— Task requirements —
From the records below, please return each line that holds the word "skid".

— Records supplied —
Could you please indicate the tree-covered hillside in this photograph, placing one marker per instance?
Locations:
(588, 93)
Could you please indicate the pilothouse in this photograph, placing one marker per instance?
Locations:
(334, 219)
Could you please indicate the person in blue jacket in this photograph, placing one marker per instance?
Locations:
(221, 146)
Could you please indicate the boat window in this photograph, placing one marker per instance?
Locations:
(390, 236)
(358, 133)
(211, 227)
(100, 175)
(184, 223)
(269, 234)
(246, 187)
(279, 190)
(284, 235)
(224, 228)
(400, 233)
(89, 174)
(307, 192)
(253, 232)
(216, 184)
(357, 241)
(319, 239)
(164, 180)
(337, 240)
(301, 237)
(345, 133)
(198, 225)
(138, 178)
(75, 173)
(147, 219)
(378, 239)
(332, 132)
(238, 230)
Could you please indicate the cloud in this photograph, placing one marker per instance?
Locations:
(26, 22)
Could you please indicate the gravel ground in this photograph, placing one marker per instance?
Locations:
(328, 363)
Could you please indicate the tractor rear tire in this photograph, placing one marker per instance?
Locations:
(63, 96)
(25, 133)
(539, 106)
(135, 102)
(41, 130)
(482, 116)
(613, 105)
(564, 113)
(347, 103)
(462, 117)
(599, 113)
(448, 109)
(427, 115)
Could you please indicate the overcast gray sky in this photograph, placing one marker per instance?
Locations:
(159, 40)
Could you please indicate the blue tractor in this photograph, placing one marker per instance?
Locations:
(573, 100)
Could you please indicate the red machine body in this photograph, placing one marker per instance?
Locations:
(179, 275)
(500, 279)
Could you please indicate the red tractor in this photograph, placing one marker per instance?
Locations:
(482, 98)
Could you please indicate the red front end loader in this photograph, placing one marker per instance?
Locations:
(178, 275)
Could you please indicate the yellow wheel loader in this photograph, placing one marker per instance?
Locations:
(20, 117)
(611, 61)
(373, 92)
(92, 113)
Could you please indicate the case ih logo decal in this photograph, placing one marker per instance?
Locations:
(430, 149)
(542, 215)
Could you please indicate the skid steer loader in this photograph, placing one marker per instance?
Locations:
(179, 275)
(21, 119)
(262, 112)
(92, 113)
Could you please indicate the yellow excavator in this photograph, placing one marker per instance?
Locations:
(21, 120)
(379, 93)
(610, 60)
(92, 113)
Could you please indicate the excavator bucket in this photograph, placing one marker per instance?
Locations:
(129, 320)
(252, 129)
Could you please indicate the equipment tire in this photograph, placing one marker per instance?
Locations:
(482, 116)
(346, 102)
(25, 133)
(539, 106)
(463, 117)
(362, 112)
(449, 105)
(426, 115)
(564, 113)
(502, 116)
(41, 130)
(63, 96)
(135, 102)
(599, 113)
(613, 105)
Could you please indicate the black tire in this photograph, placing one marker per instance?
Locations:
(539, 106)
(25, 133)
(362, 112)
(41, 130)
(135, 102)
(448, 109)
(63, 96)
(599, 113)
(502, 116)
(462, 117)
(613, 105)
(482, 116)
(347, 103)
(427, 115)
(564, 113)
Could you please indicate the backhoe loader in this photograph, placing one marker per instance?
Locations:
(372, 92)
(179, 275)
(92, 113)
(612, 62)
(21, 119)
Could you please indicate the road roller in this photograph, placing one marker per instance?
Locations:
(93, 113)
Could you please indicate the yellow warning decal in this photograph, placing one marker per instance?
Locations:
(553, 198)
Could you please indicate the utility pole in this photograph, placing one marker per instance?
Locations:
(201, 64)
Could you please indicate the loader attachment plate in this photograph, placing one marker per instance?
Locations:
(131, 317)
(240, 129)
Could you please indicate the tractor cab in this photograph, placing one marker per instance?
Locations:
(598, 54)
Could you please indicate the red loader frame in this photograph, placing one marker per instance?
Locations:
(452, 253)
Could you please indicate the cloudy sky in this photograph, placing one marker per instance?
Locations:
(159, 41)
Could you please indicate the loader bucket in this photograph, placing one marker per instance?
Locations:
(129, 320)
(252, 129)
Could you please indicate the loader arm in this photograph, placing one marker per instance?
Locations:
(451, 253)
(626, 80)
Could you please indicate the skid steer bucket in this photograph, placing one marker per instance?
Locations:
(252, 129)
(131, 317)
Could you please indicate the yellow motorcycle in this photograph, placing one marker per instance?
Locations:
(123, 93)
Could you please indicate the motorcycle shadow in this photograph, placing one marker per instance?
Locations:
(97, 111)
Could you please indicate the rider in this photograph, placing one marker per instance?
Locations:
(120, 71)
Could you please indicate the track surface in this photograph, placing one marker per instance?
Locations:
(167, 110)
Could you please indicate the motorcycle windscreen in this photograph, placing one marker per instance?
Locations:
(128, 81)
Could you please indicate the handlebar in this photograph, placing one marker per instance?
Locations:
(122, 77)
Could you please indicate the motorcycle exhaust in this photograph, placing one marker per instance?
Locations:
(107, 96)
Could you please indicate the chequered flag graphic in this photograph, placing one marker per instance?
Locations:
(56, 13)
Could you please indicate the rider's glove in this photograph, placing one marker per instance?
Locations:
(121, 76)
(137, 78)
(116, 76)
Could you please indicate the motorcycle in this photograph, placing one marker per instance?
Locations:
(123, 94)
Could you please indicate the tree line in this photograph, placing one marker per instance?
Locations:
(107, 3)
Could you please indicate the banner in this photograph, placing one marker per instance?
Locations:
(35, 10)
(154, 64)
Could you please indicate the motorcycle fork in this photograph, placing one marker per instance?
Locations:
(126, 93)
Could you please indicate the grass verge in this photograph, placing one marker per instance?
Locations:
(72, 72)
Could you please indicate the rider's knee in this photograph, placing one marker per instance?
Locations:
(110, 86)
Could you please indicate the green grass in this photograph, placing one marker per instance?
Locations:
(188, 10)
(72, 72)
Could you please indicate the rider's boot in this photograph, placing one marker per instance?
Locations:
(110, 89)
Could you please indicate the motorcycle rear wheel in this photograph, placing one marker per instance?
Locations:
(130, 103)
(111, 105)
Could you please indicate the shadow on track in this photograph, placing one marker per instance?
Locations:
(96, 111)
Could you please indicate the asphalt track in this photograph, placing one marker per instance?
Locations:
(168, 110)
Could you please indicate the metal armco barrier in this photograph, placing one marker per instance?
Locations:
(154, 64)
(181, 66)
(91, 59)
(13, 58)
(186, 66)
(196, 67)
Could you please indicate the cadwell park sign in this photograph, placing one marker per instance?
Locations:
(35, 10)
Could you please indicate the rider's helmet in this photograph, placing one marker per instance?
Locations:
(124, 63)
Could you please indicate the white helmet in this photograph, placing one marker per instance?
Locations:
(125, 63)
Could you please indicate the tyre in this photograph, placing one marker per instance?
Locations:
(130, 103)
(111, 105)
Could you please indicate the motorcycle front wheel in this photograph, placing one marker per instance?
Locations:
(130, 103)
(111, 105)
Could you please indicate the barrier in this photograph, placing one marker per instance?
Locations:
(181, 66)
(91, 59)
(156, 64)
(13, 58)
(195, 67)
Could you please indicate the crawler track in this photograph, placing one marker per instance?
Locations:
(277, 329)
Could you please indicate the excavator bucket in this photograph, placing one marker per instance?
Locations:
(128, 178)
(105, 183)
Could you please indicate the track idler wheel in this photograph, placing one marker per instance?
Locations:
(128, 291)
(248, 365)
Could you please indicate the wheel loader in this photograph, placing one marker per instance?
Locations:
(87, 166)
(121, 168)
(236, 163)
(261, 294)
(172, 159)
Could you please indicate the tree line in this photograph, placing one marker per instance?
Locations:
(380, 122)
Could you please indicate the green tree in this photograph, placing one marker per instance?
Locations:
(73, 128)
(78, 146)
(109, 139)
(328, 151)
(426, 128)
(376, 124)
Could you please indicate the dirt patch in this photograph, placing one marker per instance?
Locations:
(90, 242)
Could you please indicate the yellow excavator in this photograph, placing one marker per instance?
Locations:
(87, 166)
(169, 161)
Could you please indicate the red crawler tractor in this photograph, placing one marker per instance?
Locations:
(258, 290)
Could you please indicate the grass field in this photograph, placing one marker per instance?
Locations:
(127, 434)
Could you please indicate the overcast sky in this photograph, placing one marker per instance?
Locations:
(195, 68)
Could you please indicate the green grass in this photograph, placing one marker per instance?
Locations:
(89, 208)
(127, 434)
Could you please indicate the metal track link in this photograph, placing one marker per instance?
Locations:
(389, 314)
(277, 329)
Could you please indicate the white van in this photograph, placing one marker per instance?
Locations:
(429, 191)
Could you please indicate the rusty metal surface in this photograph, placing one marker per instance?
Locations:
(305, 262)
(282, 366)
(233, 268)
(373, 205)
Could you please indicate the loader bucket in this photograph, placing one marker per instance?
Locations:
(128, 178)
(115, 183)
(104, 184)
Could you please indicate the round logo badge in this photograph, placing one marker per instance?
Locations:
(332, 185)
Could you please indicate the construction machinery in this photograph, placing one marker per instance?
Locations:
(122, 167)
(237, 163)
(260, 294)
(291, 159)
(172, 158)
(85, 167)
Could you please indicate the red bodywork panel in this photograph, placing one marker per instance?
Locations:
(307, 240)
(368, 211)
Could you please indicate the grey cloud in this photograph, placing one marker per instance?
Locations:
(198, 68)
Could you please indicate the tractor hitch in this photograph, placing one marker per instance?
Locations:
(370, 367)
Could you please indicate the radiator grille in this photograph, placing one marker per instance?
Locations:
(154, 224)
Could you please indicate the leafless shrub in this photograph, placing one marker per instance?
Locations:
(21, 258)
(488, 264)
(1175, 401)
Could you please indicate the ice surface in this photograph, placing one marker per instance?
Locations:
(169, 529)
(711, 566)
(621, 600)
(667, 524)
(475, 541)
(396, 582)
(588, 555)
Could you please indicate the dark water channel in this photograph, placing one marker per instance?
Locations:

— Result of the task —
Could you please indicate the skid steer loader in this photograph, placing one marker per instance?
Could you please indicate the skid steer bucket in this photograph, placing one marker per instance?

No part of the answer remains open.